SET PROBLEM →
Rewrite the data below, replacing every "mask" with "outline" and leaving everything else unchanged. Omit the pictures from your answer.

(Excerpt from a dataset)
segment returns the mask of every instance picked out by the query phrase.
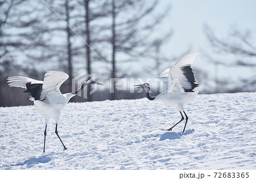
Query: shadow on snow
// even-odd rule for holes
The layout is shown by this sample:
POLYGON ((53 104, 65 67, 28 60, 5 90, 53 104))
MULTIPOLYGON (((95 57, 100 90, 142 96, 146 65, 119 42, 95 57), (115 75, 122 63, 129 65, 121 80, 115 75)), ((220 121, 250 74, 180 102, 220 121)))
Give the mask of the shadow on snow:
POLYGON ((10 166, 23 166, 27 165, 28 167, 32 166, 32 164, 38 164, 40 163, 47 163, 52 158, 48 155, 42 156, 39 157, 35 156, 29 158, 28 160, 24 161, 23 162, 19 162, 16 164, 11 164, 10 166))

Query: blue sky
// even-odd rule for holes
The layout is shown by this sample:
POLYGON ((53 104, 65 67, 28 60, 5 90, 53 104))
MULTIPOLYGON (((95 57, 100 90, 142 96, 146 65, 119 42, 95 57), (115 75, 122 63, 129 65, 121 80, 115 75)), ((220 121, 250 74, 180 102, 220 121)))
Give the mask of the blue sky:
MULTIPOLYGON (((171 42, 210 3, 211 1, 162 1, 163 7, 166 3, 172 6, 170 15, 164 20, 163 27, 174 31, 174 34, 167 42, 171 42)), ((217 54, 210 46, 204 33, 204 26, 208 24, 220 38, 226 39, 232 28, 242 32, 250 30, 256 38, 256 1, 215 0, 195 21, 164 50, 165 57, 178 55, 191 46, 191 52, 199 52, 193 66, 203 68, 210 77, 214 77, 214 66, 205 55, 208 54, 215 59, 228 61, 230 63, 234 57, 217 54)), ((165 46, 164 46, 165 47, 165 46)), ((177 59, 178 60, 178 59, 177 59)), ((247 59, 246 59, 247 60, 247 59)), ((247 59, 251 61, 251 59, 247 59)), ((170 67, 166 67, 167 68, 170 67)), ((219 67, 220 78, 236 81, 239 78, 254 76, 255 68, 219 67)))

ANSWER TO THE EXERCISE →
segment returns the outline of every instance picked out by the query phrase.
Query: shadow on snow
// even-odd rule for holes
The layout is shown by this sample:
POLYGON ((53 104, 65 67, 28 60, 5 90, 53 104))
MULTIPOLYGON (((95 57, 100 90, 142 96, 146 65, 119 42, 95 57), (115 75, 122 63, 129 65, 121 80, 115 75)), ((220 121, 250 74, 180 102, 220 121)))
Give the outline of the shadow on snow:
POLYGON ((10 166, 23 166, 27 165, 28 167, 32 166, 32 164, 38 164, 40 163, 47 163, 52 158, 48 155, 42 156, 39 157, 35 156, 29 158, 28 160, 24 161, 23 162, 19 162, 16 164, 11 164, 10 166))

Query: blue sky
// even-odd rule for holes
The layout is shown by this sample:
POLYGON ((53 104, 65 67, 28 60, 5 90, 53 104))
MULTIPOLYGON (((95 57, 100 90, 142 96, 146 65, 119 42, 95 57), (115 75, 122 63, 129 65, 121 80, 115 75)), ((220 121, 250 74, 180 102, 220 121)))
Give the outline of the blue sky:
MULTIPOLYGON (((171 42, 210 3, 211 1, 162 1, 163 7, 166 3, 172 6, 170 15, 164 20, 163 27, 174 31, 174 34, 167 42, 171 42)), ((217 54, 210 46, 204 33, 204 26, 208 24, 220 38, 226 39, 232 28, 242 32, 250 30, 256 38, 256 1, 215 0, 195 21, 164 50, 165 57, 178 55, 191 46, 191 52, 199 52, 193 66, 203 68, 210 77, 214 77, 214 66, 205 55, 208 54, 215 59, 228 61, 230 63, 234 57, 217 54)), ((165 46, 164 46, 165 47, 165 46)), ((177 59, 178 60, 178 59, 177 59)), ((247 59, 246 59, 247 60, 247 59)), ((247 59, 251 61, 251 59, 247 59)), ((170 67, 166 67, 167 68, 170 67)), ((219 67, 220 78, 236 81, 239 78, 254 76, 255 68, 219 67)))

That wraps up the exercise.